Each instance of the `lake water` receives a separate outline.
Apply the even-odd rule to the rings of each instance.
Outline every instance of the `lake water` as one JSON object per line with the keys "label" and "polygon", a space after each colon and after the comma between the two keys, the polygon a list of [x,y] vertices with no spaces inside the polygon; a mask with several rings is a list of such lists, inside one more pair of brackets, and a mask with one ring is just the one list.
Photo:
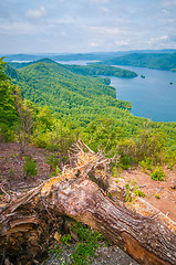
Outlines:
{"label": "lake water", "polygon": [[[154,121],[176,121],[176,73],[121,67],[138,74],[137,77],[130,80],[111,76],[111,85],[116,88],[116,97],[132,103],[133,115]],[[170,82],[173,85],[169,84]]]}
{"label": "lake water", "polygon": [[[97,61],[59,61],[61,64],[86,65]],[[154,121],[176,121],[176,72],[118,66],[138,74],[135,78],[108,76],[116,97],[132,103],[132,114]],[[145,78],[142,78],[144,75]],[[170,85],[169,83],[173,83]]]}

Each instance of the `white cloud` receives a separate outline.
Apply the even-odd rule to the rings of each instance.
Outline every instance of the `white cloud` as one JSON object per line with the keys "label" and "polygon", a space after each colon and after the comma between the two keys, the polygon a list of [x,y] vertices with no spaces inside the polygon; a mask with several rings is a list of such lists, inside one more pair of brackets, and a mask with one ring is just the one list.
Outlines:
{"label": "white cloud", "polygon": [[44,31],[43,28],[37,28],[34,24],[30,24],[24,21],[6,23],[0,25],[0,32],[6,32],[8,34],[23,34],[23,35],[33,35],[41,31]]}
{"label": "white cloud", "polygon": [[45,8],[44,7],[40,7],[40,9],[29,9],[25,12],[25,17],[27,18],[31,18],[31,19],[40,19],[45,13],[46,13]]}
{"label": "white cloud", "polygon": [[100,44],[99,44],[97,42],[91,42],[90,45],[91,45],[92,47],[100,46]]}
{"label": "white cloud", "polygon": [[128,41],[123,41],[123,40],[116,41],[115,45],[116,46],[126,46],[126,45],[128,45]]}
{"label": "white cloud", "polygon": [[147,41],[147,43],[149,45],[158,44],[158,43],[167,42],[168,40],[169,40],[168,35],[162,35],[162,36],[152,38],[149,41]]}
{"label": "white cloud", "polygon": [[93,3],[108,3],[110,0],[91,0]]}

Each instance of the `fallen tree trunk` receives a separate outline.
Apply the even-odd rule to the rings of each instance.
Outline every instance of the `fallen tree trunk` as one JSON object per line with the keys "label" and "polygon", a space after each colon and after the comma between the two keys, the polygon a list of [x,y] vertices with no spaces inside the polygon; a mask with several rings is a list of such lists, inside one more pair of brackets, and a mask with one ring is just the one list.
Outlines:
{"label": "fallen tree trunk", "polygon": [[105,160],[92,152],[82,152],[82,156],[76,169],[68,170],[3,205],[0,218],[1,252],[8,255],[18,241],[23,244],[24,239],[37,245],[39,234],[46,233],[41,223],[43,216],[39,214],[39,209],[44,208],[52,224],[61,222],[61,215],[81,221],[104,234],[139,264],[176,264],[176,234],[162,222],[130,211],[110,199],[87,178],[93,174],[104,178],[102,165]]}

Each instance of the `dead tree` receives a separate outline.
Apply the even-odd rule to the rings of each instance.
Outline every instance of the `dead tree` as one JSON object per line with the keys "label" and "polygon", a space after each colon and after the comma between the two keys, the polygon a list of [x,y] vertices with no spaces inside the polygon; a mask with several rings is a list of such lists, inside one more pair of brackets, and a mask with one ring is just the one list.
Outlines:
{"label": "dead tree", "polygon": [[[65,170],[11,203],[1,204],[0,251],[3,258],[12,251],[17,252],[19,242],[21,247],[28,245],[33,261],[37,258],[41,237],[48,235],[48,225],[43,224],[45,213],[55,225],[62,215],[90,225],[139,264],[176,264],[176,224],[168,218],[164,223],[114,202],[95,183],[96,179],[99,182],[100,178],[105,178],[107,159],[83,149],[77,156],[75,168]],[[89,176],[93,176],[95,182]]]}

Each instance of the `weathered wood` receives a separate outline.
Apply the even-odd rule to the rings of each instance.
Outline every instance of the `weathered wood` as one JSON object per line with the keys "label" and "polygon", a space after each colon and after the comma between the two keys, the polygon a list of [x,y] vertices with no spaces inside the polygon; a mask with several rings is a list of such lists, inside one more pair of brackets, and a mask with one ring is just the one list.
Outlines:
{"label": "weathered wood", "polygon": [[40,236],[49,227],[43,222],[44,215],[55,225],[59,216],[69,215],[104,234],[139,264],[176,264],[174,230],[114,202],[87,177],[93,176],[99,182],[100,177],[105,178],[105,169],[103,157],[100,159],[96,153],[82,152],[77,168],[52,178],[7,204],[0,215],[0,251],[9,253],[13,246],[18,248],[17,242],[27,241],[28,252],[35,258]]}
{"label": "weathered wood", "polygon": [[45,197],[51,209],[103,233],[139,264],[176,264],[176,235],[161,222],[118,205],[89,179],[55,188]]}

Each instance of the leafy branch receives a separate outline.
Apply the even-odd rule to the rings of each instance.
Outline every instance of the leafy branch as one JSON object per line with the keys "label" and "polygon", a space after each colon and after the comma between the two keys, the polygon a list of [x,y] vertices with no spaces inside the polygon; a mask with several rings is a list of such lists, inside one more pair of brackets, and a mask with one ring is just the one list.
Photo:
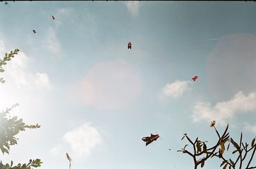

══════════

- Short task: Set out the material above as a numbered list, from the line containing "Each instance of the leafy" through the end of the material. Skip blank lines and leave out the pictures.

- Written reply:
1. Each instance of the leafy branch receives a separate outline.
2. Apply the even-odd rule to the rings of each instance.
3. Outline every instance of the leafy branch as one JSON object per line with the keys "label" and "polygon", a space after each colon and after the comma between the two keys, the polygon a list of [x,y] vertices with no spaces inside the polygon; a mask with several rings is a list of such lists, inside one more pair of brackets, and a mask with one ring is just the one list.
4. Photo:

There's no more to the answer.